▶

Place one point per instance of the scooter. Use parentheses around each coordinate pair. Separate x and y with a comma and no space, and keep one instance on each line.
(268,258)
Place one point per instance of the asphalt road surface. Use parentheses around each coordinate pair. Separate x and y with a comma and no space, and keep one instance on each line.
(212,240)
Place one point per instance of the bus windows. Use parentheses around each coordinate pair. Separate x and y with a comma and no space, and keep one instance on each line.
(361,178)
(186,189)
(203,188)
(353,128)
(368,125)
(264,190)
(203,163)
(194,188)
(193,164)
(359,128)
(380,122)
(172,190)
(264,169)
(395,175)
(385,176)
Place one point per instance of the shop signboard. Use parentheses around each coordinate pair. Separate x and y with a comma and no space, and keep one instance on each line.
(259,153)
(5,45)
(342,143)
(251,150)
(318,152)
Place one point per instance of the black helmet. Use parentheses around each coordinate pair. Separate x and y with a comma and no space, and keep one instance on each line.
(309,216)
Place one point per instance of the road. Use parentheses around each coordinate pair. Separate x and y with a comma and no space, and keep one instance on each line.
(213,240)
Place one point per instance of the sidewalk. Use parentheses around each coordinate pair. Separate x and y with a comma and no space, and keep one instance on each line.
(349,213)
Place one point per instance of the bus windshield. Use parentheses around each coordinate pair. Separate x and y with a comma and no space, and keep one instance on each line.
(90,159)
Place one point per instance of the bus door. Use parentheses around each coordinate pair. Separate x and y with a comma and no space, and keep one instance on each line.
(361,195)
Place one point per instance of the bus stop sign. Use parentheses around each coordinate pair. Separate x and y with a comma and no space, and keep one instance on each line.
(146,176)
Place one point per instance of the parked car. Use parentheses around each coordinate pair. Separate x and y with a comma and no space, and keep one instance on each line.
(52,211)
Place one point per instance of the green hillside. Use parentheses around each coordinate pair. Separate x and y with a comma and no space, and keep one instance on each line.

◀

Work instructions — Set down each record above without changing a single word.

Written answer —
Place one point per instance of the scooter. Use parentheses around each coordinate pair. Separate x and y with a comma and no space, and keep one instance on each line.
(268,258)
Place one point per instance of the asphalt road surface. Use parentheses around each coordinate pair. Separate x and y with a comma and no space, and keep one instance on each line.
(212,240)
Place one point per instance of the bus windows. Use parentheses around each coordinate pair. Separate x and y with a comma and no space, and keep one instance on each line.
(361,178)
(186,189)
(203,188)
(353,128)
(368,125)
(264,190)
(203,163)
(194,188)
(193,164)
(359,128)
(380,122)
(172,190)
(264,169)
(395,175)
(385,176)
Place one point per instance of the shop signboard. Use parentheses around each coordinate pair. Separate x and y with a comma and no space, and keep one instance on each line.
(259,153)
(5,45)
(342,143)
(251,150)
(318,152)
Place one point per instance of the black helmet. Use parentheses around each coordinate pair. Separate x and y with a comma and no space, and keep one instance on each line.
(309,216)
Place one point per instance of the road. Use parentheses around each coordinate pair. Separate x and y with a comma and no space, and keep one instance on each line.
(213,240)
Place one point per instance of the sidewalk. Use parentheses around each coordinate pair. Separate x and y with a comma and no space, and keep one instance on each line.
(349,213)
Place one point per instance of the bus windshield. Use parentheses around each coordinate pair. Separate x and y with a comma and no space, and keep one instance on each line.
(90,159)
Place one point per instance of the bus door. Use parentheses around each coordinate pair. Separate x and y with a comma and no space, and keep one instance on each line.
(361,195)
Place one point per instance of the bus stop sign. Use parentheses around each coordinate pair. Separate x and y with a comma and no space, and keep one instance on each line.
(146,176)
Place one point per instance of the parked car. Use parentheses around each coordinate pair. Separate x and y with a comma and no space, and keep one instance on each line.
(52,211)
Place one point per instance of the green hillside. Use parentheses around each coordinate pair. Separate x and y with a comma and no space, and keep one instance on each line.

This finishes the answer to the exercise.